#### [Texto fornecido]
----------
Angela Davis em “Estarão as prisões obsoletas?” aponta que os princípios do sistema prisional são moldados sem levar em conta as particularidades do sexo feminino, pois é pensada a partir da óptica masculina, o objetivo de recuperação social de condenadas se dá em concordância com os padrões de feminilidade. Neste sistema de ressocialização dentro da prisão, as atividades destinadas aos sujeitos de sexo feminino são voltadas ao trabalho doméstico, à culinária, sem muito considerar outras possibilidades de reintegração profissional. Compreende-se, ainda, que assimilação desses ‘’comportamentos femininos adequados’’ regeneram os princípios morais fundamentais da condição feminina.

“Para o Estado e a sociedade, parece que existem somente 440 mil homens e nenhuma mulher nas prisões do país. Só que, uma vez por mês, aproximadamente 28 mil desses presos menstruam.” Heidi Ann Cerneka, coordenadora da Pastoral Carcerária nacional para as questões femininas, em artigo de setembro de 2009, que serviu de inspiração para o título e tom deste livro.’’ — Trecho que inicia o livro ‘’Presos que Menstruam’’.

Mãe e criminosa.

A mulher encarcerada, na maioria das vezes, trafega entre as personagens de mãe e criminosa, papéis estes que ocupam posições diametralmente opostas na representação do feminino: o primeiro pautado pela maternidade como aptidão natural, exclusiva e sagrada da mulher; e o segundo caracterizado pelo crime como um desvio do que se espera socialmente e moralmente para um individuo nascido no sexo feminino.
----------
#### [Itens extraídos]
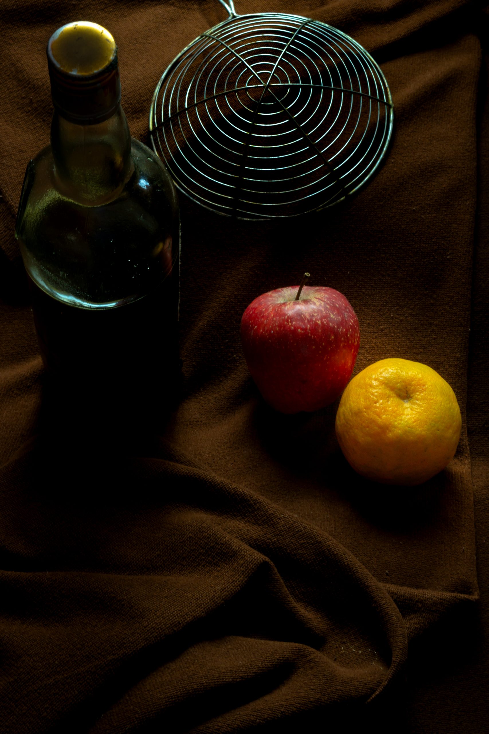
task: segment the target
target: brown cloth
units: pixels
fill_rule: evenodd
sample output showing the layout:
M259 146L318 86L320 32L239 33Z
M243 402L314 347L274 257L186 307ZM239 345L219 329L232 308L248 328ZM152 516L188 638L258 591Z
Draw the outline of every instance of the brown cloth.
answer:
M488 16L463 0L236 10L356 38L390 85L393 143L358 196L306 219L236 222L180 196L181 396L157 434L120 446L109 426L82 440L69 399L57 432L43 421L13 227L27 161L49 141L45 44L71 21L108 28L148 144L161 74L226 12L0 1L0 731L487 731ZM461 440L426 484L355 474L337 404L284 416L262 401L241 314L306 270L356 312L356 372L402 357L452 386Z

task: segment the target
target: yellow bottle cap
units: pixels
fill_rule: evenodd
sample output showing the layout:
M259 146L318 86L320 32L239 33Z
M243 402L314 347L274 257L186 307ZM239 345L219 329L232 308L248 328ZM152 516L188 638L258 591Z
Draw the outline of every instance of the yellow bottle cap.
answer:
M117 47L96 23L78 21L49 39L48 66L53 103L71 122L84 125L111 117L120 102Z

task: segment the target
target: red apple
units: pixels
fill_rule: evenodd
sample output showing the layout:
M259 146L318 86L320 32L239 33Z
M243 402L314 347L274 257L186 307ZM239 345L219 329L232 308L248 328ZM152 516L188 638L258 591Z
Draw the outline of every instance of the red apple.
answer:
M318 410L342 393L360 344L359 320L332 288L279 288L250 303L241 341L251 377L284 413ZM297 296L299 296L297 299Z

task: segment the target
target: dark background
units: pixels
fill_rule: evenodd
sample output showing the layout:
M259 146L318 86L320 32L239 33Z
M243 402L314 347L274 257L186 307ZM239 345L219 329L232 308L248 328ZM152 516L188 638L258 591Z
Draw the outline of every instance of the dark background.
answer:
M109 28L131 132L149 143L160 74L225 11L0 3L1 728L320 731L371 716L389 731L484 732L487 13L455 0L236 9L315 18L364 45L391 87L393 144L358 197L306 219L233 222L180 197L182 398L122 453L70 443L69 401L64 441L43 431L12 232L25 165L48 142L45 46L72 20ZM403 357L453 387L457 455L418 490L354 474L336 404L282 416L262 404L240 316L305 270L357 313L356 373Z

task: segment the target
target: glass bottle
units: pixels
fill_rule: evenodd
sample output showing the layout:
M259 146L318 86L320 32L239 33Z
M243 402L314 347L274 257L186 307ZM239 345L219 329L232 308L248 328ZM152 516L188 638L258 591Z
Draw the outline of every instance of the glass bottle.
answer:
M47 54L51 145L28 164L15 226L43 360L94 421L164 408L180 366L176 191L130 137L111 34L71 23Z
----------
#### [Instruções do exercício]
1 > Transcreva do texto sobre mulheres encarceradas o trecho que vai de "Angela Davis em" até "da condição feminina.".
2 > Segundo o texto sobre mulheres encarceradas, que função exercia Heidi Ann Cerneka?
3 > Dê continuidade ao texto sobre mulheres encarceradas a partir do ponto em que ele termina.

#### [Respostas por tarefa]
1 >
Angela Davis em “Estarão as prisões obsoletas?” aponta que os princípios do sistema prisional são moldados sem levar em conta as particularidades do sexo feminino, pois é pensada a partir da óptica masculina, o objetivo de recuperação social de condenadas se dá em concordância com os padrões de feminilidade. Neste sistema de ressocialização dentro da prisão, as atividades destinadas aos sujeitos de sexo feminino são voltadas ao trabalho doméstico, à culinária, sem muito considerar outras possibilidades de reintegração profissional. Compreende-se, ainda, que assimilação desses ‘’comportamentos femininos adequados’’ regeneram os princípios morais fundamentais da condição feminina.

2 > Ela era coordenadora da Pastoral Carcerária nacional para as questões femininas.

3 >
O entrelaçamento entre os contextos prisionais e gestacionais produz um exercício da maternidade alternativo. Os significados da maternidade vivenciada por estas mulheres são transformados. A casa e a cria são trazidas para dentro do cárcere, vigiadas e disciplinadas a partir de parâmetros restritos de normalidade de gênero e família. Já que a Constituição Federal menciona que será assegurada a mulher presa condições para que possam permanecer com seus filhos durante o período de amamentação.

A maternidade vivenciada dentro de uma instituição prisional pode ser pensado com certa peculiaridade. Conforme os dados no Ministério da Justiça, no início de 2008, a população prisional feminina brasileira era de 27.000 mulheres, sendo 1,24% das mulheres encontravam-se grávidas, 1,04% possuíam filhos em sua companhia e 0,91% estavam em período de amamentação. Outro dado importante, é que 51,61% das prisões possuem locais improvisados para atendimento às crianças, em sua maioria, os espaços estão restritos a própria cela.

A representação criminosa, que se sobrepõe às outras, funciona como ferramenta para reduzir a mãe e a mulher apenas ao seu crime, dificultando a discussão em busca outra alternativa que não seja o encarceramento para esta parcela vulnerável da sociedade.

Mulher, preta e presa.

Há mais de 41 milhões de mulheres negras no Brasil , o que exprime 23,4% do total da população brasileira, segundo o IBGE. São elas que sofrem com o fenômeno da dupla discriminação e estão sujeitas a tanto as conjugações perversas do racismo quanto às consequências do sexismo, as quais resultam em uma espécie de asfixia social com desdobramentos negativos sobre todas as dimensões da vida. As desigualdades e discriminações de natureza racial são evidentes no cotidiano e comprovado por algumas estatísticas. Desta forma, a mulher negra está mais vulnerável às violências sociais, violências estas que vão se transformar em vulnerabilidade penal, reverberando no processo de execução penal.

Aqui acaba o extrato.